■ READING TEXT
══════════

With the highest percentage of Latino residents (53.3%) and those born outside the US (34.6%, compared with a national average of 13.6%), the city epitomizes the issues of migration and access to housing that are driving the presidential candidates’ debates.
With 25 million visitors expected by 2023, Anaheim is a leading tourist destination in the United States. The Disneyland theme park has a lot to do with it, and the Anaheim Convention Center does the rest. The urban landscape of this Californian city is unsurprisingly amply dominated by an ever-growing architecture aimed at hospitality. Less well known are the working-class neighborhoods, overwhelmingly Latino, which nevertheless account for more than half of the inhabitants.
Photographer William Camargo was born and raised in these neighborhoods, largely made invisible, sometimes even hidden behind high brick walls. As a student, Camargo took part in protests denouncing police brutality, gang activity, the domination of the city by commercial interests and the lack of political representation of Hispanic residents in local government. This was much to the despair of his parents, who were undocumented at the time.

══════════

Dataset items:
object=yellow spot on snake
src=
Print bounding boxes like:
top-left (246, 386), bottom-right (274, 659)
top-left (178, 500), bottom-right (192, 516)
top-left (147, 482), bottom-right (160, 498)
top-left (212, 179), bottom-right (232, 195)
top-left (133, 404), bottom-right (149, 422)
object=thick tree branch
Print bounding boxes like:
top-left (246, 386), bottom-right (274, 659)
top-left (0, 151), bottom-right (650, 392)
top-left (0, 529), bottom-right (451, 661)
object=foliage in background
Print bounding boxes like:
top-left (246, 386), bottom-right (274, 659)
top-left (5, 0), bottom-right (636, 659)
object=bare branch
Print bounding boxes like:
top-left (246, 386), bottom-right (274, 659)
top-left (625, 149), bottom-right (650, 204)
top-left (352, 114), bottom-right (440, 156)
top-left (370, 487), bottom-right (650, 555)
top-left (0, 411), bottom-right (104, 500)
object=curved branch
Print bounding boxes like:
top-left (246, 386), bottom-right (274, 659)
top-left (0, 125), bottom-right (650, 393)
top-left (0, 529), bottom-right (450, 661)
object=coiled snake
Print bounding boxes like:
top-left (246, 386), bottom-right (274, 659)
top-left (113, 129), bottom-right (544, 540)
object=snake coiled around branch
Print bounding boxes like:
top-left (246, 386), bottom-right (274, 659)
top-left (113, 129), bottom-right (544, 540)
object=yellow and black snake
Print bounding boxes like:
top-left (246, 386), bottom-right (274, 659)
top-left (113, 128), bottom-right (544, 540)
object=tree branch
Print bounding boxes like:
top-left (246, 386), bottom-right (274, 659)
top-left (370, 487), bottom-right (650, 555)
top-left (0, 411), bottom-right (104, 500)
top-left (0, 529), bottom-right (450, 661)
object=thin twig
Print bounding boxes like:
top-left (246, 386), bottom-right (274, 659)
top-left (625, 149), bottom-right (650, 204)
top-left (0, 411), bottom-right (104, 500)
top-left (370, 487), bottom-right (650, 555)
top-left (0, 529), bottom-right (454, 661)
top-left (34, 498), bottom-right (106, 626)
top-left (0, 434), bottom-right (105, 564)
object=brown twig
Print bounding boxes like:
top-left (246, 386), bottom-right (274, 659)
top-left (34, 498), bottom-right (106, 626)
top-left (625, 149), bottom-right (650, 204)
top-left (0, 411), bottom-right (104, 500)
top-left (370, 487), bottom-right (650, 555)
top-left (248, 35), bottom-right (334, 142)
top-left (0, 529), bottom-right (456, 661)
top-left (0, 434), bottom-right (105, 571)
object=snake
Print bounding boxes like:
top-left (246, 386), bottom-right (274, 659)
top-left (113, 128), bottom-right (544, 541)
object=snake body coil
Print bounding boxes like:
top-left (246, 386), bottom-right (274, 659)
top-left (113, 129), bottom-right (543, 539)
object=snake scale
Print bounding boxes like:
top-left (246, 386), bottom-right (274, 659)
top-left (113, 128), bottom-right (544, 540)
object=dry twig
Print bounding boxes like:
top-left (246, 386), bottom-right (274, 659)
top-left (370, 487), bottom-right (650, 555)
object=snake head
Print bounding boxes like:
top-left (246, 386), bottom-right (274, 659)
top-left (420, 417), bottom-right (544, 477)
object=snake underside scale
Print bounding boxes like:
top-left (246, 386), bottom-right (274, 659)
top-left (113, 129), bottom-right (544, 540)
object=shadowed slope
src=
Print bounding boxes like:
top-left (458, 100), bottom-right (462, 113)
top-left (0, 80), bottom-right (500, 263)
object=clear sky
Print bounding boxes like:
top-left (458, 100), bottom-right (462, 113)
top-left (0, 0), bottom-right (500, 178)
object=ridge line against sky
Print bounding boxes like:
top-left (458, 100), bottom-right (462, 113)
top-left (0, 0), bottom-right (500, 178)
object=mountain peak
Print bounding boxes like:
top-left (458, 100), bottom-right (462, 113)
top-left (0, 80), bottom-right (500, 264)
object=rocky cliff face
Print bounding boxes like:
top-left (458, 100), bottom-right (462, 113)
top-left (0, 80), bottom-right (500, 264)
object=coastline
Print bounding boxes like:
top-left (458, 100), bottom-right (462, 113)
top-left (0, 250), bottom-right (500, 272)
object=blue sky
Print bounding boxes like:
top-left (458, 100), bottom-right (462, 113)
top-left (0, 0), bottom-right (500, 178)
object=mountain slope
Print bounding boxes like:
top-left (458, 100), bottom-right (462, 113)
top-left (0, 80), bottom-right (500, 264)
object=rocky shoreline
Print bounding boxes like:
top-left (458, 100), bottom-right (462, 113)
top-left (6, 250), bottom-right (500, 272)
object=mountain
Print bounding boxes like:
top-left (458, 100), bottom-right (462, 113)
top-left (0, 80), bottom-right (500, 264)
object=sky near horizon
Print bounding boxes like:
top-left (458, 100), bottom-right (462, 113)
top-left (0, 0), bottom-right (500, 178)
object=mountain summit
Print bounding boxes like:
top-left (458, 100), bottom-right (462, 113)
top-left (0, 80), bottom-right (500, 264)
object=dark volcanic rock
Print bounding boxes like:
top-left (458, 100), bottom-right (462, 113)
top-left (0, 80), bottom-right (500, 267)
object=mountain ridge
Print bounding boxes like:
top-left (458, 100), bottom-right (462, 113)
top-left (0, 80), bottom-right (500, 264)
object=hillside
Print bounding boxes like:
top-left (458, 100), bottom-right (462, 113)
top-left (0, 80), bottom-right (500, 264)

══════════

■ TASKS AND EXERCISES
a: For the passage on Anaheim, state whether each statement agrees with it, answering yes or no and quoting the deciding words: (i) The city has the highest percentage of Latino residents, at 53.3%. (ii) Camargo's parents approved of his taking part in protests. (iii) The national average of residents born outside the US is 34.6%.
b: Update the passage on Anaheim by writing it out from "Photographer William Camargo" up to and including "at the time.", replacing "protests" with "demonstrations".
These listing entries were drawn from a separate source.

■ RESULTS FOR EACH TASK
a:
(i) Yes: "With the highest percentage of Latino residents (53.3%)"
(ii) No: "This was much to the despair of his parents"
(iii) No: "compared with a national average of 13.6%"

b:
Photographer William Camargo was born and raised in these neighborhoods, largely made invisible, sometimes even hidden behind high brick walls. As a student, Camargo took part in demonstrations denouncing police brutality, gang activity, the domination of the city by commercial interests and the lack of political representation of Hispanic residents in local government. This was much to the despair of his parents, who were undocumented at the time.